Data provided Start Marker

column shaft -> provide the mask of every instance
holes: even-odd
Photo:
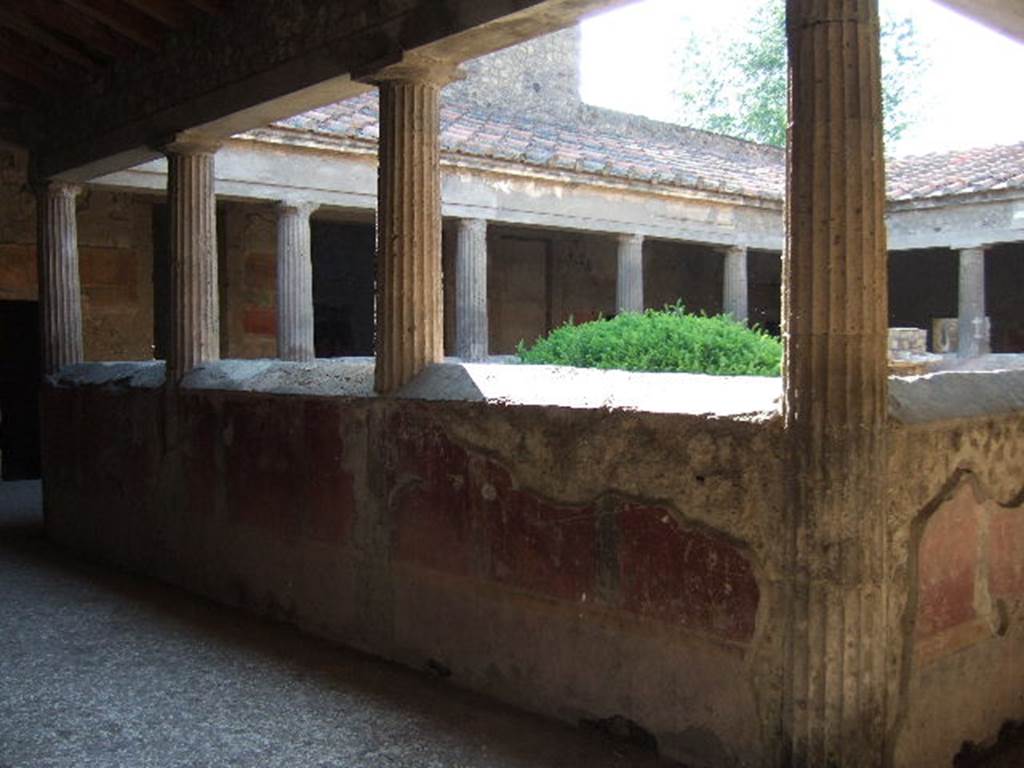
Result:
[[[884,762],[887,400],[877,0],[787,0],[783,762]]]
[[[281,203],[277,217],[277,356],[308,362],[313,343],[313,260],[309,215],[315,206]]]
[[[487,353],[487,222],[462,219],[455,252],[455,354],[484,360]]]
[[[960,251],[960,308],[957,313],[959,357],[978,357],[988,352],[985,317],[985,249]]]
[[[167,154],[171,224],[171,348],[167,379],[220,358],[217,294],[216,147],[178,142]]]
[[[644,311],[644,236],[619,235],[615,311]]]
[[[722,311],[734,320],[747,322],[747,249],[730,248],[725,252],[722,275]]]
[[[454,69],[403,63],[380,89],[377,187],[378,392],[394,392],[444,356],[441,284],[441,85]]]
[[[39,310],[44,374],[84,359],[82,290],[78,274],[79,188],[52,182],[37,192]]]

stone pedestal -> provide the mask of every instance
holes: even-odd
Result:
[[[722,276],[722,311],[742,323],[748,318],[747,291],[747,249],[729,248]]]
[[[885,763],[887,264],[877,0],[787,0],[780,763]],[[898,654],[893,654],[898,658]],[[896,670],[898,673],[898,670]]]
[[[217,201],[213,158],[217,144],[178,141],[167,155],[171,225],[171,347],[167,380],[220,358],[217,309]]]
[[[37,191],[39,309],[42,369],[56,373],[84,359],[78,224],[73,184],[50,182]]]
[[[311,203],[277,207],[277,356],[308,362],[313,346],[313,261],[309,245]]]
[[[455,251],[455,354],[485,360],[487,352],[487,222],[462,219]]]
[[[615,311],[644,311],[644,236],[619,235]]]
[[[455,67],[410,58],[368,81],[380,89],[375,388],[399,389],[444,356],[441,87]]]
[[[965,248],[960,251],[957,320],[957,355],[967,358],[988,354],[989,329],[985,317],[984,248]]]

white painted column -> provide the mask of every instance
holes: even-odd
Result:
[[[725,252],[722,275],[722,311],[734,320],[747,322],[747,249],[743,246]]]
[[[176,141],[167,155],[171,224],[171,346],[167,380],[220,359],[217,294],[217,201],[213,158],[217,144]]]
[[[75,199],[81,189],[49,182],[37,191],[43,373],[84,359]]]
[[[978,357],[989,351],[988,321],[985,317],[985,249],[960,251],[958,357]]]
[[[277,206],[277,356],[308,362],[313,345],[313,258],[309,216],[312,203]]]
[[[487,327],[487,221],[460,219],[455,251],[455,354],[485,360]]]
[[[644,311],[644,236],[619,235],[615,311]]]

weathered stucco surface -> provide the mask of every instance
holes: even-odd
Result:
[[[628,718],[691,765],[770,764],[776,415],[379,398],[371,374],[225,361],[167,391],[159,363],[66,369],[50,533],[533,710]],[[1024,415],[892,420],[889,445],[893,765],[948,764],[1024,716]]]
[[[895,765],[948,764],[964,742],[991,742],[1024,719],[1024,415],[989,409],[890,432],[902,586],[892,615],[905,664]]]
[[[777,419],[201,388],[218,367],[177,394],[153,365],[47,388],[54,536],[531,709],[627,717],[695,764],[756,764]]]

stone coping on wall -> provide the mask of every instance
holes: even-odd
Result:
[[[58,385],[155,388],[161,361],[82,363],[53,377]],[[376,397],[373,358],[221,360],[205,363],[182,381],[188,390],[261,392],[315,397]],[[780,413],[782,381],[762,376],[635,373],[553,365],[463,363],[432,365],[400,390],[399,399],[486,402],[513,406],[622,409],[652,413],[771,419]]]
[[[1024,355],[1013,357],[1024,359]],[[889,379],[889,415],[904,424],[1013,411],[1024,411],[1022,368],[941,371]]]
[[[1024,362],[1024,356],[1021,361]],[[164,383],[162,361],[82,363],[51,381],[64,386],[152,389]],[[372,398],[373,358],[222,360],[189,373],[187,390]],[[552,365],[464,363],[432,365],[395,397],[434,402],[634,410],[766,421],[781,412],[782,380],[762,376],[635,373]],[[1024,368],[943,371],[889,380],[896,421],[976,418],[1024,411]]]

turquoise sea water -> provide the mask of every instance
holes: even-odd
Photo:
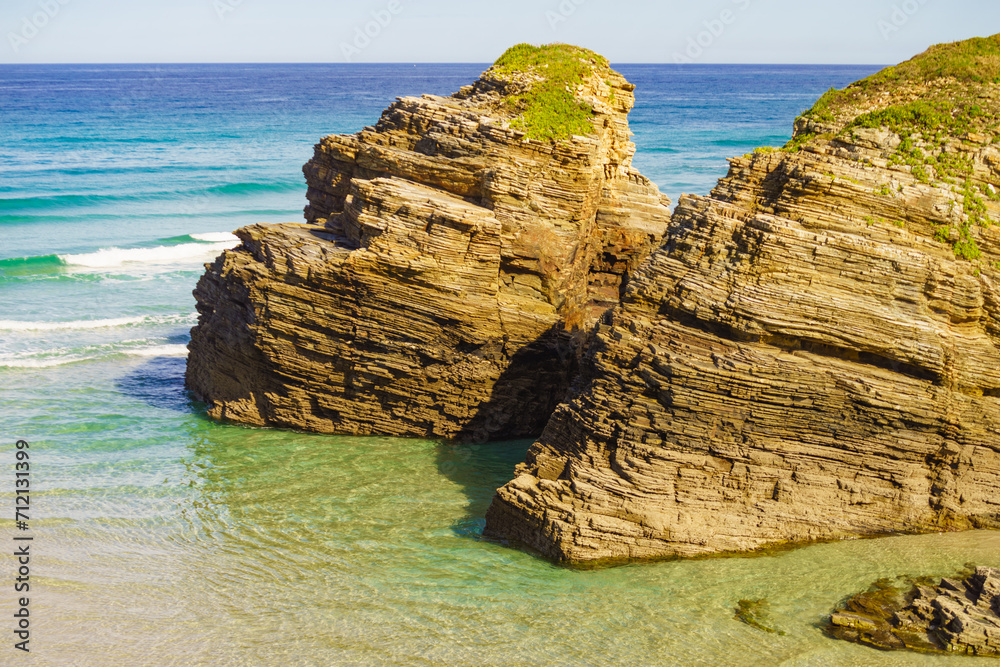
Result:
[[[183,390],[201,264],[300,219],[302,164],[482,65],[0,67],[0,554],[30,535],[31,653],[0,664],[931,665],[823,636],[883,576],[1000,566],[1000,533],[554,566],[480,538],[528,442],[220,425]],[[874,67],[620,66],[636,165],[676,200]],[[14,441],[31,444],[28,531]],[[9,547],[9,548],[8,548]],[[733,619],[767,598],[768,634]]]

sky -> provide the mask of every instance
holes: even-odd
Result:
[[[2,0],[0,64],[487,63],[519,42],[613,63],[889,64],[996,32],[997,0]]]

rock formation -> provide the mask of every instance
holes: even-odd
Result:
[[[831,614],[827,632],[881,649],[1000,656],[1000,570],[917,580],[906,592],[876,582]]]
[[[249,424],[537,435],[669,222],[631,167],[633,88],[589,51],[520,45],[324,138],[307,223],[240,229],[206,265],[189,388]]]
[[[682,197],[486,533],[558,560],[1000,527],[1000,39]]]

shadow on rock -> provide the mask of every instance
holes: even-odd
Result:
[[[578,379],[586,340],[583,332],[555,325],[514,353],[457,440],[482,444],[540,435]]]
[[[482,536],[496,490],[513,478],[556,407],[581,381],[587,340],[557,325],[518,350],[462,435],[438,444],[438,470],[469,500],[455,532]]]

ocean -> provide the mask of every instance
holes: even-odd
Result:
[[[822,622],[882,577],[1000,566],[998,532],[560,567],[481,537],[527,441],[245,428],[185,393],[191,290],[232,230],[301,219],[321,136],[485,67],[0,66],[0,663],[954,664]],[[637,85],[634,163],[676,201],[878,68],[617,69]],[[735,620],[741,599],[766,599],[781,633]]]

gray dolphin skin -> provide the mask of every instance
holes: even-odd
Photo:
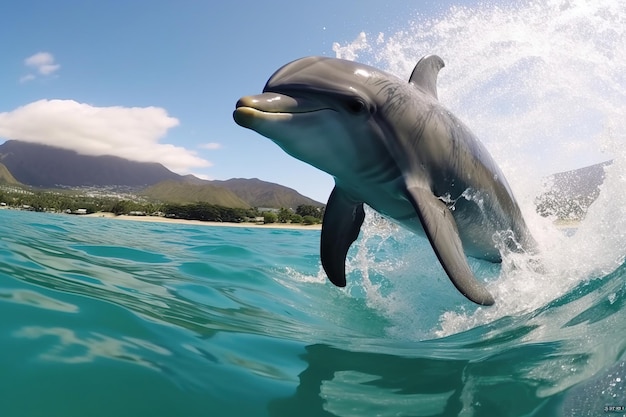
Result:
[[[356,62],[307,57],[276,71],[262,94],[237,102],[237,124],[334,177],[320,254],[337,286],[346,285],[346,255],[364,203],[425,235],[454,286],[477,304],[494,299],[466,255],[500,262],[503,245],[534,252],[504,175],[439,103],[443,66],[440,57],[425,56],[407,83]]]

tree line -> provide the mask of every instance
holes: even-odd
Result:
[[[118,199],[113,197],[95,197],[74,195],[65,192],[29,191],[21,189],[0,189],[0,203],[9,207],[26,208],[33,211],[76,211],[85,209],[87,213],[113,211]]]
[[[309,205],[300,205],[295,211],[292,211],[287,208],[279,210],[260,210],[256,207],[241,209],[208,203],[165,204],[162,211],[168,217],[179,219],[234,223],[256,221],[262,218],[264,223],[316,224],[322,221],[324,215],[323,209]]]
[[[295,211],[288,208],[279,210],[260,210],[258,208],[232,208],[203,202],[192,204],[155,203],[130,198],[76,195],[54,191],[28,191],[21,189],[0,189],[0,203],[16,208],[28,208],[33,211],[76,212],[84,209],[86,213],[111,212],[117,215],[142,213],[146,215],[164,215],[186,220],[241,223],[263,218],[265,223],[320,223],[324,209],[300,205]]]

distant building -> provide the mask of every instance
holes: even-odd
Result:
[[[87,209],[84,209],[84,208],[76,209],[74,214],[87,214]]]
[[[257,208],[257,210],[259,210],[259,213],[275,213],[278,214],[278,212],[280,211],[280,209],[277,208],[271,208],[271,207],[259,207]]]

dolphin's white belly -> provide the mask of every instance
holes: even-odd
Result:
[[[344,189],[349,190],[355,200],[364,202],[405,229],[420,236],[426,236],[415,208],[405,196],[404,180],[401,177],[398,176],[386,182],[345,184],[338,181],[338,183]],[[452,212],[457,222],[464,252],[475,258],[499,261],[500,253],[493,241],[495,231],[491,230],[492,228],[485,219],[476,216],[477,210],[470,210],[472,215],[469,215],[466,212],[468,209],[468,206],[458,207]]]
[[[394,223],[425,236],[424,228],[413,205],[404,192],[404,180],[400,175],[390,174],[386,181],[355,181],[346,183],[336,179],[357,201],[362,201]]]

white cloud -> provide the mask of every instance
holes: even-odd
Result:
[[[200,178],[201,180],[206,180],[206,181],[213,181],[215,178],[209,176],[209,175],[205,175],[205,174],[197,174],[192,172],[191,173],[194,177]]]
[[[35,69],[42,75],[50,75],[61,66],[54,63],[54,56],[50,52],[38,52],[24,60],[27,67]]]
[[[46,64],[46,65],[40,65],[38,67],[39,73],[43,75],[50,75],[56,70],[58,70],[59,68],[61,68],[61,66],[57,64],[55,65]]]
[[[24,60],[24,64],[29,67],[38,67],[40,65],[51,64],[54,62],[54,56],[50,52],[37,52]]]
[[[159,107],[95,107],[73,100],[39,100],[0,113],[0,137],[160,162],[178,173],[211,163],[180,146],[159,143],[178,119]]]
[[[217,143],[217,142],[209,142],[209,143],[204,143],[202,145],[199,146],[202,149],[207,149],[209,151],[215,151],[218,149],[222,149],[222,144],[221,143]]]
[[[50,52],[37,52],[24,60],[24,65],[34,70],[41,76],[49,76],[61,68],[61,65],[54,61],[54,56]],[[27,74],[20,78],[20,83],[32,81],[37,78],[34,74]]]
[[[26,83],[34,79],[35,79],[35,76],[33,74],[26,74],[23,77],[20,77],[20,83]]]

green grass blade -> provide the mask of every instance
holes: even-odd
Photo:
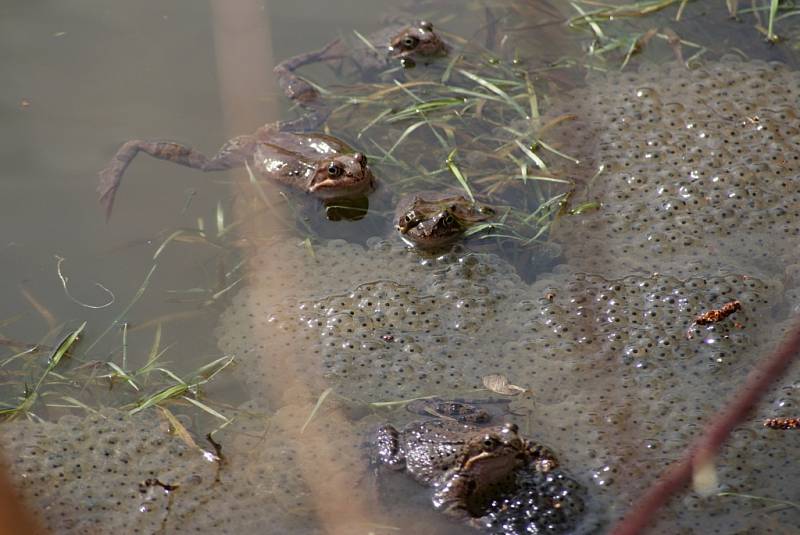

Data provided End Marker

### What to work on
In the listing, find each line with the string "white" and copy it.

### Answer to the exercise
white painted column -> provide the mask of every instance
dolphin's white belly -> provide the mask of every instance
white cloud -> provide the mask of every instance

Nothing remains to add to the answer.